___ TEXT SECTION

Ethno-Jazz Band Iriao took part in technical rehearsals on 2 and 5 May, followed by dress rehearsals on 9 and 10 May. This included the jury show on 9 May where the professional juries of each country watched and voted on the competing entries.

The Georgian performance featured the members of Ethno-Jazz Band Iriao dressed in black and dark blue suits with the stage colours transitioning from blue to red. The performance began with the three vocalists of the band spread out across the stage, all of them which later formed a line with the remaining two members at the left and right hand sides of the stage playing the keyboard and guitar, respectively, and performed arm choreography after switching positions. The performance also featured smoke effects and a pyrotechnic waterfall. The staging director for the Georgian performance was Zaza Orashvili.

At the end of the show, Georgia was not announced among the top 10 entries in the second semi-final and therefore failed to qualify to compete in the final. It was later revealed that Georgia placed eighteenth (last) in the semi-final, receiving a total of 24 points: 13 points from the televoting and 11 points from the juries.

===Voting===
Voting during the three shows involved each country awarding two sets of points from 1–8, 10 and 12: one from their professional jury and the other from televoting. Each nation's jury consisted of five music industry professionals who are citizens of the country they represent, with their names published before the contest to ensure transparency. This jury judged each entry based on: vocal capacity; the stage performance; the song's composition and originality; and the overall impression by the act. In addition, no member of a national jury was permitted to be related in any way to any of the competing acts in such a way that they cannot vote impartially and independently. The individual rankings of each jury member as well as the nation's televoting results were released shortly after the grand final.

______
___ DATA EXTRACT

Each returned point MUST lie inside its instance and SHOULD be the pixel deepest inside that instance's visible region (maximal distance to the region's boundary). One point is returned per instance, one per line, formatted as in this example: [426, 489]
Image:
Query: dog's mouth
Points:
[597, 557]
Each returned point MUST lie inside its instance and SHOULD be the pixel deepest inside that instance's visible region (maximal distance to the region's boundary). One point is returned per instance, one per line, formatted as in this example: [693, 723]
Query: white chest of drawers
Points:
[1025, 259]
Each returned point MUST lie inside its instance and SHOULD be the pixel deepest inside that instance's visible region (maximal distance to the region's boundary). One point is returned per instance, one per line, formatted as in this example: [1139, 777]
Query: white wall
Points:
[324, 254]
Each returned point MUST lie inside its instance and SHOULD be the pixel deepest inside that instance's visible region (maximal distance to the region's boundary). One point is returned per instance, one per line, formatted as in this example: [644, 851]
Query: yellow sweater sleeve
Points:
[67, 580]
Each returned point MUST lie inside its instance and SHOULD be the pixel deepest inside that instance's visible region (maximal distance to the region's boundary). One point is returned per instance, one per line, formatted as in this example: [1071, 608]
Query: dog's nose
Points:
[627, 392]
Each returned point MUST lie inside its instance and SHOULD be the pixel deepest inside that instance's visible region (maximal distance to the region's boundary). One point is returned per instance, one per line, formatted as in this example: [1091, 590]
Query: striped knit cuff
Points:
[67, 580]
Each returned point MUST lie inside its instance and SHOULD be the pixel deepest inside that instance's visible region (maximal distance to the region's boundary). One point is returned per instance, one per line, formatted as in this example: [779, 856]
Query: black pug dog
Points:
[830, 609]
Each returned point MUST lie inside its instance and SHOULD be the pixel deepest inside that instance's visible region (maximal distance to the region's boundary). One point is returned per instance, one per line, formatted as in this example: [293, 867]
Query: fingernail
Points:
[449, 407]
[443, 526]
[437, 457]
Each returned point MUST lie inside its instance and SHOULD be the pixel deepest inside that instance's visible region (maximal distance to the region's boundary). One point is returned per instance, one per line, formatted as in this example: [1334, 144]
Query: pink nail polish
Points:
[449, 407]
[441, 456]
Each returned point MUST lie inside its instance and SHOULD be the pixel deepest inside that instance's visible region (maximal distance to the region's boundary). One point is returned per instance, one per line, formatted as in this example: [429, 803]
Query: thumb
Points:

______

- WORK INSTRUCTION 1: Reproduce the passage about Ethno-Jazz Band Iriao word for word, starting at "The Georgian performance featured" and ending at "was Zaza Orashvili.".
- WORK INSTRUCTION 2: Write the next part of the passage about Ethno-Jazz Band Iriao, picking up right after its last sentence.

- EXERCISE ANSWER 1:
The Georgian performance featured the members of Ethno-Jazz Band Iriao dressed in black and dark blue suits with the stage colours transitioning from blue to red. The performance began with the three vocalists of the band spread out across the stage, all of them which later formed a line with the remaining two members at the left and right hand sides of the stage playing the keyboard and guitar, respectively, and performed arm choreography after switching positions. The performance also featured smoke effects and a pyrotechnic waterfall. The staging director for the Georgian performance was Zaza Orashvili.

- EXERCISE ANSWER 2:
Below is a breakdown of points awarded to Georgia and awarded by Georgia in the second semi-final and grand final of the contest, and the breakdown of the jury voting and televoting conducted during the two shows:

====Points awarded to Georgia====

Points awarded to Georgia (Semi-final 2)
| Score | Televote | Jury |
|---|---|---|
| 12 points |  |  |
| 10 points |  |  |
| 8 points |  | Ukraine |
| 7 points |  |  |
| 6 points |  |  |
| 5 points | Latvia; Ukraine; |  |
| 4 points |  |  |
| 3 points | Russia |  |
| 2 points |  | Latvia |
| 1 point |  | Hungary |

====Points awarded by Georgia====

Points awarded by Georgia (Semi-final 2)
| Score | Televote | Jury |
|---|---|---|
| 12 points | Moldova | Sweden |
| 10 points | Ukraine | Netherlands |
| 8 points | Romania | Latvia |
| 7 points | Latvia | Ukraine |
| 6 points | Russia | Romania |
| 5 points | Norway | Norway |
| 4 points | Hungary | Malta |
| 3 points | Denmark | Moldova |
| 2 points | Sweden | Hungary |
| 1 point | Netherlands | Slovenia |

Points awarded by Georgia (Final)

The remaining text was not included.